GIVEN REQUEST: Turn the lines between the line holding "dog's left ear" and the end of the material, inclusive, into a Markdown table with the columns Row and Line. Number each line in Row and omit blank lines.

[Point annotation records]
· · · · ·

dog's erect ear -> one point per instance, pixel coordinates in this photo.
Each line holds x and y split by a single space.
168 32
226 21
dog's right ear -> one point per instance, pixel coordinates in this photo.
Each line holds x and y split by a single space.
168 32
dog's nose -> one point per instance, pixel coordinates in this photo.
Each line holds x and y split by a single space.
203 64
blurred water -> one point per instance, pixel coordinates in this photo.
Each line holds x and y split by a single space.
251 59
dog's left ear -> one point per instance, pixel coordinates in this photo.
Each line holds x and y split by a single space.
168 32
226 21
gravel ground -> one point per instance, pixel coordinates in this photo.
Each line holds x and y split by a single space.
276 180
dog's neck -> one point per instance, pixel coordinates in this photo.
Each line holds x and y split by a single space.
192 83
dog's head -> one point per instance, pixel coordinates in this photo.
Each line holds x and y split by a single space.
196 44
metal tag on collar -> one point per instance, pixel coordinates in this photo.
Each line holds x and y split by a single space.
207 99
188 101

· · · · ·

SOLUTION TO THIS EXERCISE:
| Row | Line |
|---|---|
| 1 | dog's left ear -> one point per instance, pixel coordinates in this photo. |
| 2 | Each line holds x and y split by a single space. |
| 3 | 168 32 |
| 4 | 226 21 |
| 5 | gravel ground -> one point per instance, pixel coordinates in this photo. |
| 6 | Each line holds x and y split by a single space. |
| 7 | 276 180 |
| 8 | dog's neck -> one point per instance, pixel coordinates in this photo. |
| 9 | Each line holds x and y split by a single space. |
| 10 | 192 83 |
| 11 | dog's head -> one point per instance, pixel coordinates in this photo. |
| 12 | Each line holds x and y split by a single space. |
| 13 | 196 44 |
| 14 | metal tag on collar -> one point per instance, pixel coordinates in this photo. |
| 15 | Each line holds x and y split by a single space. |
| 16 | 207 99 |
| 17 | 188 101 |